- **OBJECTIVE 1**
According to the passage on upper-contour sets, what must be true of every price p_j?
- **OBJECTIVE 2**
Reproduce the part of the passage on upper-contour sets starting with "i.e., the upper-contour" and going on through "at least Y.".
Start of PASSAGE PROVIDED
Let all prices p_j, be positive, j = 1,2,…, n, and let f satisfy conditions (a)–(d) of section “The Production-Possibility Set”, as well as the strict montonicity condition (e). Then

$$ A\left(p,Y\right)=\underset{j=1}{\overset{n}{\mathrm{M}}}{A}_j\left(Y/{p}_j\right), $$

(60)

i.e., the upper-contour set consisting of all factor combinations l that give rise to a national product of at least Y, is the arithmetic mean of the n upper-contour sets consisting, for each commodity j, of all factor combinations l^j that, when allocated entirely to industry j, give rise to a national product of at least Y.

Proof

(a) let us first prove that

$$ \underset{j=1}{\overset{n}{\mathrm{M}}}{A}_j\left(Y/{p}_j\right)\subseteq A\left(p,Y\right) $$

(61)

Let

$$ l\in \underset{j=1}{\overset{n}{\mathrm{M}}}{A}_j\left(Y/{p}_j\right). $$

Then, by definition (58), there exist l^j ∈ A (Y/p_j) and λ_j ≧ 0 such that

$$ \sum_{j=1}^n{\lambda}_j=1\kern1em \mathrm{and}\kern1em \sum_{j=1}^n{\lambda}_j{l}^j=l. $$

By definition (56), each l^j satisfies p_jf_j(l^j) ≧ Y, hence from the definition (54) of Π and the homogeneity of degree 1 of each f_j, we have

$$ \varPi \left(p,l\right)\geqq \sum_{j=1}^n{p}_j{f}_j\left({\lambda}_j{l}^j\right)=\sum_{j=1}^n{p}_j{f}_j\left({l}^i\right)\geqq y\sum_{j=1}^n{\lambda}_j=Y. $$

From definition (59) it follows that l ∈ A (p, Y), and (61) follows.

(b) We now show that

$$ A\left(p,Y\right)\subseteq \underset{j=1}{\overset{n}{\mathrm{M}}}{A}_j\left(Y/{p}_j\right). $$

(62)

Let l ∈ A (p, Y); then by definitions (59), (54) and (43), there exist allocations υ_{. j} ∈ E^m+ such that

$$ \sum_{j=1}^n{\upsilon}_j\leqq l\kern1em \mathrm{and}\kern1em \sum_{j=1}^n{p}_j{f}_j\left({\upsilon}_j\right)=\varPi \left(p,l\right)\geqq Y. $$

(63)
End of PASSAGE PROVIDED
Start of INFORMATION SHOWN
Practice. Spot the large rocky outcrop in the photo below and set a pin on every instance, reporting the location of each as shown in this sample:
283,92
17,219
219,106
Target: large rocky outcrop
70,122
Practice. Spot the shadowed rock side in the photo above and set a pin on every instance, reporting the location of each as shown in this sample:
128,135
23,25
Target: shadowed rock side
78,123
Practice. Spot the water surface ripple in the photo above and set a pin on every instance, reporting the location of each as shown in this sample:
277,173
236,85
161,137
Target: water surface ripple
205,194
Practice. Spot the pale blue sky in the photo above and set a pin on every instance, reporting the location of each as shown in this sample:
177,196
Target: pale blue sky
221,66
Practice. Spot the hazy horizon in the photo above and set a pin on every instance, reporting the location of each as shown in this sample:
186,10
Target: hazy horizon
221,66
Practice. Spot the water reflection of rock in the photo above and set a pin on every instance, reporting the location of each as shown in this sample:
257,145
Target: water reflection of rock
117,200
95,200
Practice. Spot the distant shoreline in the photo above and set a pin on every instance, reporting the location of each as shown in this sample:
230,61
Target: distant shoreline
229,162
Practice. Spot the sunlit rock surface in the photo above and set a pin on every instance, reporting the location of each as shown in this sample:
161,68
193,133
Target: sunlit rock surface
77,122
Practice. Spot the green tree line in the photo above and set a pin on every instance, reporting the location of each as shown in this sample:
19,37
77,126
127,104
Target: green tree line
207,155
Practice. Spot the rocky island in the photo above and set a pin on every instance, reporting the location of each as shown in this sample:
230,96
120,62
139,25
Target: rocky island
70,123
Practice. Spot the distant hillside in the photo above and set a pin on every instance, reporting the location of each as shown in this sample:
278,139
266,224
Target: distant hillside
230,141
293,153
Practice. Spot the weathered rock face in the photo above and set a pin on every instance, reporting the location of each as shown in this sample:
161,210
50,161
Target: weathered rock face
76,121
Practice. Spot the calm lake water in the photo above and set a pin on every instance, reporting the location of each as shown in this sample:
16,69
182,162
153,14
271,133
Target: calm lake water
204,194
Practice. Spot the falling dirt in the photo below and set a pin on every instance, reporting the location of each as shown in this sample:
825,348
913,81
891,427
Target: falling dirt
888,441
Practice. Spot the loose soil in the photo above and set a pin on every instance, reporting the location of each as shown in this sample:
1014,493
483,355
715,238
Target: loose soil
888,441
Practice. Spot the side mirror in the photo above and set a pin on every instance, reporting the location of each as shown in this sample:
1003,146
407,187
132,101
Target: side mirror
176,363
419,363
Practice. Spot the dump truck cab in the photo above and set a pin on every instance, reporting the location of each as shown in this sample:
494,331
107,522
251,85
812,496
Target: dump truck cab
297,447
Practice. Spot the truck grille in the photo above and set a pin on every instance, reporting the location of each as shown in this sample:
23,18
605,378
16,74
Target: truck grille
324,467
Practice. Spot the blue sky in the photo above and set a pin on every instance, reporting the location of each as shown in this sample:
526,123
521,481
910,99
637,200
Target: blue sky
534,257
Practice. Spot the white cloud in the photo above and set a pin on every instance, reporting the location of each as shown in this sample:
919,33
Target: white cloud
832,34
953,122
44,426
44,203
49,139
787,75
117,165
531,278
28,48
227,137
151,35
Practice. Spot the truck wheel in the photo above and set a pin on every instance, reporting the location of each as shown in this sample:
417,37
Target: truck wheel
End of INFORMATION SHOWN
- **TASK RESULT 1**
Every price p_j must be positive.

- **TASK RESULT 2**
i.e., the upper-contour set consisting of all factor combinations l that give rise to a national product of at least Y, is the arithmetic mean of the n upper-contour sets consisting, for each commodity j, of all factor combinations l^j that, when allocated entirely to industry j, give rise to a national product of at least Y.